[Dataset content]
-- start --
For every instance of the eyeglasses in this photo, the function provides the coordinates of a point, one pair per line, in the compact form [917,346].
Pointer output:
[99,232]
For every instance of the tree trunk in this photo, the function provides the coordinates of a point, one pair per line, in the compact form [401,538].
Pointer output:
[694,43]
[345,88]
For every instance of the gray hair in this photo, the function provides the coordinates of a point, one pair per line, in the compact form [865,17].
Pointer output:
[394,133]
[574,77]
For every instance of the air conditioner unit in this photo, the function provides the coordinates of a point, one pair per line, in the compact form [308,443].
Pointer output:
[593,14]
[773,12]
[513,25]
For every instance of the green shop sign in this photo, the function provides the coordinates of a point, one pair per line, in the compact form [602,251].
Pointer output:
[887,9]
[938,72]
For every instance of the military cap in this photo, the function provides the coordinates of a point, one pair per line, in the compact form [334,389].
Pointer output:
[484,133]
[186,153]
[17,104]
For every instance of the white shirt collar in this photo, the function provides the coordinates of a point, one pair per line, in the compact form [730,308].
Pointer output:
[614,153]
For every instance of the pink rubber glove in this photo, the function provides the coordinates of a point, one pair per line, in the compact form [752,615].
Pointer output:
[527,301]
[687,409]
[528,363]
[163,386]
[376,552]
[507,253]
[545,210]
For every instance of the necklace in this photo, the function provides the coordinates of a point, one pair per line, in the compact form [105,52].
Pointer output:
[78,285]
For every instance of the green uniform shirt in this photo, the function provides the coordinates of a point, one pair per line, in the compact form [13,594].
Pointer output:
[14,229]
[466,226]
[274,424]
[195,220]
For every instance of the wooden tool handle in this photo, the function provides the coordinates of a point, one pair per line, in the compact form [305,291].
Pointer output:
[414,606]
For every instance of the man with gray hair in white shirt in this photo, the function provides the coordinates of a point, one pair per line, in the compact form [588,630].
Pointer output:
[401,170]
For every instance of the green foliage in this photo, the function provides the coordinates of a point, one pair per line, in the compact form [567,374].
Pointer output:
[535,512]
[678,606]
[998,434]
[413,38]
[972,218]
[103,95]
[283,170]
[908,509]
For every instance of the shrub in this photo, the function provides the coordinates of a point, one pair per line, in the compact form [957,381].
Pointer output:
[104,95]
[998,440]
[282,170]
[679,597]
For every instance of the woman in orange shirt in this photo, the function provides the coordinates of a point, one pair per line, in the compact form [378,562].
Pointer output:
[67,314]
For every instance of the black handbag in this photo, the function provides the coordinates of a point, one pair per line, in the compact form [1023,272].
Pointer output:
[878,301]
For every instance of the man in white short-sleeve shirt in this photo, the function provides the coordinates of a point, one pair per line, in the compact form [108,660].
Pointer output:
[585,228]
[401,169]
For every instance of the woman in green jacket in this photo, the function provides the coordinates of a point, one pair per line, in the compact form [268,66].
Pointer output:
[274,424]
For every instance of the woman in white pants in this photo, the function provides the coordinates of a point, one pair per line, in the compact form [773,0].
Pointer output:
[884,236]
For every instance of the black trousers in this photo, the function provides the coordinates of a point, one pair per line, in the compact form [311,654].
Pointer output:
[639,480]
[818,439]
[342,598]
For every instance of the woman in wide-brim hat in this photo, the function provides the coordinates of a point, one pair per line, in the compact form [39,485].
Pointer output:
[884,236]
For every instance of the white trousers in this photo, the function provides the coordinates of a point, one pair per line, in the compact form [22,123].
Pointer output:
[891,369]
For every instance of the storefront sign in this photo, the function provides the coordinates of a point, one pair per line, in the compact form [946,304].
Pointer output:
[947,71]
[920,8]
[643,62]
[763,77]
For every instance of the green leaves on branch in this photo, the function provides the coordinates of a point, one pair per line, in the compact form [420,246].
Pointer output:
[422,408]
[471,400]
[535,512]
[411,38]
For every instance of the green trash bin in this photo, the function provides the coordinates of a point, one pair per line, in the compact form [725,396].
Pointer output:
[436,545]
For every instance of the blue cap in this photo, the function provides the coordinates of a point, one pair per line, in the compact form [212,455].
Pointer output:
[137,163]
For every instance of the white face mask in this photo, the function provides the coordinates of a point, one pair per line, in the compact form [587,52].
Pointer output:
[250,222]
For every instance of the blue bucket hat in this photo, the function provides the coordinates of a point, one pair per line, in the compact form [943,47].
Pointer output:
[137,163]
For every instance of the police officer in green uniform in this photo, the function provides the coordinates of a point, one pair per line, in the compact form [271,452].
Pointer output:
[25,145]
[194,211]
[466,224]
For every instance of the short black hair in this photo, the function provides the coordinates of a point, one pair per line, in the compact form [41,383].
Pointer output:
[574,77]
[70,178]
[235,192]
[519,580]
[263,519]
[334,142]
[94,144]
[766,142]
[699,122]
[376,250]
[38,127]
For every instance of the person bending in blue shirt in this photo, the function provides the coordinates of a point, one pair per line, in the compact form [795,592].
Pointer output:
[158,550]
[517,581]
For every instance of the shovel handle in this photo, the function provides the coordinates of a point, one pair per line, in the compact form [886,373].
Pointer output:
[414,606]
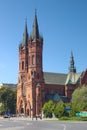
-- end --
[Objective] Please write out the material again from the line with "For every instance of the blue bucket" through the end of the material, requests included, adding 46 to every number in the answer coordinates. Leave the sample coordinates in the requests unchanged, and leave out the pictures.

[Solution to this problem]
For every instance of the blue bucket hat in this photo, the function provides the coordinates of a point, one pair per line, in the compact form [943,47].
Pointer output:
[183,209]
For every instance of the police officer in green uniform in this photo, the function provides the coordinates of a point, one pair per line, in the compact form [271,452].
Pointer output:
[71,191]
[240,257]
[512,270]
For every instance of the short black hair in this photo, the function provides the coordinates of a point, one pair per line, in the compact form [41,383].
Pointer output:
[620,123]
[116,224]
[281,238]
[565,626]
[309,565]
[380,188]
[140,190]
[812,188]
[745,168]
[422,296]
[84,173]
For every instance of the person bending in blue shirt in this photo, the function provides the coordinates of a point, one pair per line, in the compact form [795,592].
Pointer output:
[204,596]
[563,627]
For every instance of the shovel handle in this photo, the function provides the coordinates of a point, one pair per line, in the compact form [886,373].
Pointer output:
[460,652]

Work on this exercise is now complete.